The numbers that can be arranged to form a rectangle are called Rectangular Numbers (also known as Pronic numbers). The first few rectangular numbers are: 
0, 2, 6, 12, 20, 30, 42, 56, 72, 90, 110, 132, 156, 182, 210, 240, 272, 306, 342, 380, 420, 462 . . . . . . 
Given a number n, find n-th rectangular number.
Examples: 
 

Input : 1
Output : 2

Input : 4
Output : 20

Input : 5
Output : 30

 

The number 2 is a rectangular number because it is 1 row by 2 columns. The number 6 is a rectangular number because it is 2 rows by 3 columns, and the number 12 is a rectangular number because it is 3 rows by 4 columns. 
If we observe these numbers carefully, we can notice that n-th rectangular number is n(n+1).
 

 

C++




// CPP Program to find n-th rectangular number
#include <bits/stdc++.h>
using namespace std;
 
// Returns n-th rectangular number
int findRectNum(int n)
{
    return n * (n + 1);
}
 
// Driver code
int main()
{
    int n = 6;
    cout << findRectNum(n);
    return 0;
}

Java




// Java Program to find n-th rectangular number
import java.io.*;
 
class GFG {
 
    // Returns n-th rectangular number
    static int findRectNum(int n)
    {
        return n * (n + 1);
    }
 
    // Driver code
    public static void main(String[] args)
    {
        int n = 6;
        System.out.println(findRectNum(n));
    }
}
 
// This code is contributed by vt_m.

C#




// C# Program to find n-th rectangular number
 
using System;
 
class GFG {
 
    // Returns n-th rectangular number
    static int findRectNum(int n)
    {
        return n * (n + 1);
    }
 
    // Driver code
    public static void Main()
    {
        int n = 6;
        Console.Write(findRectNum(n));
    }
}
 
// This code is contributed by vt_m.

Python




# Python3 Program to find n-th rectangular number
 
# Returns n-th rectangular number
def findRectNum(n):
    return n*(n + 1)

#### [SOURCE DATA]

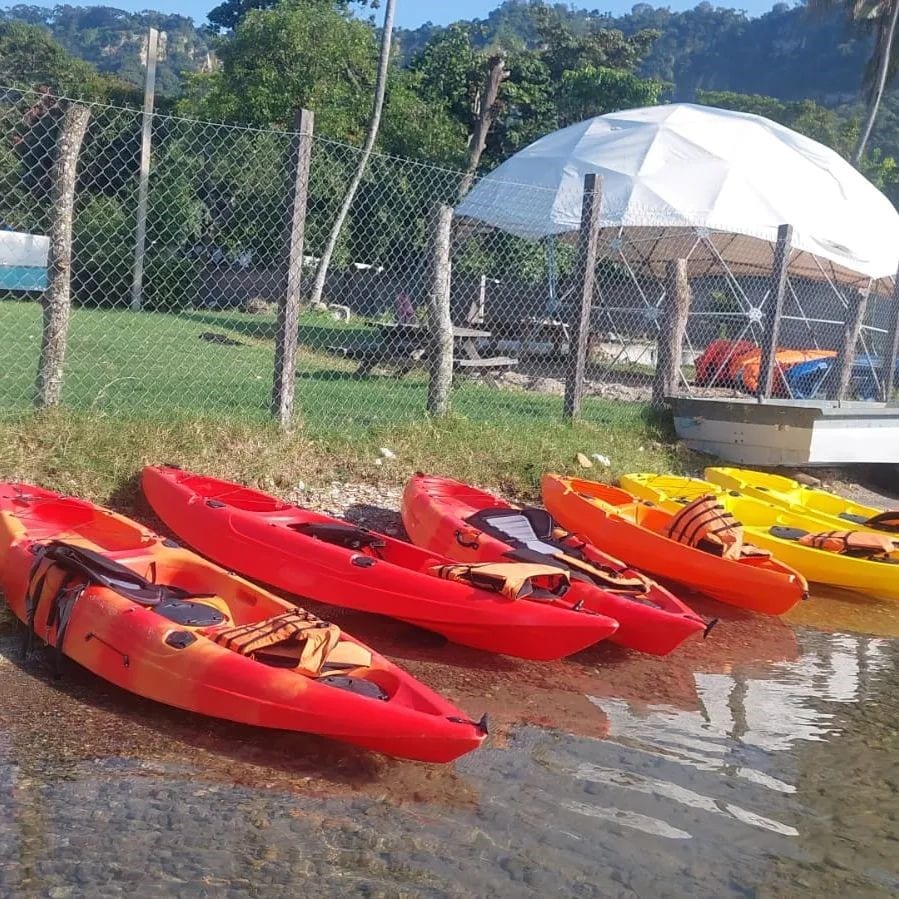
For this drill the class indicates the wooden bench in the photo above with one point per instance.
(486, 362)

#### [TO BE DONE]
A. Rewrite the paragraph of the rectangular numbers text that begins "The number 2 is a rectangular number" as a short list.
B. Answer these from the rectangular numbers text:
(i) What other name are rectangular numbers known by?
(ii) What output is listed for an input of 4?
(iii) What value is n set to in the C++ driver code?
C. Reproduce word for word the part of the rectangular numbers text that begins at the words "using System;" and stops after "static void Main()".
The lines are not needed for this work.

#### [OUTPUTS IN ORDER]
A.
- 2 is a rectangular number: 1 row by 2 columns.
- 6 is a rectangular number: 2 rows by 3 columns.
- 12 is a rectangular number: 3 rows by 4 columns.

B.
(i) Pronic numbers
(ii) 20
(iii) 6

C.
using System;
 
class GFG {
 
    // Returns n-th rectangular number
    static int findRectNum(int n)
    {
        return n * (n + 1);
    }
 
    // Driver code
    public static void Main()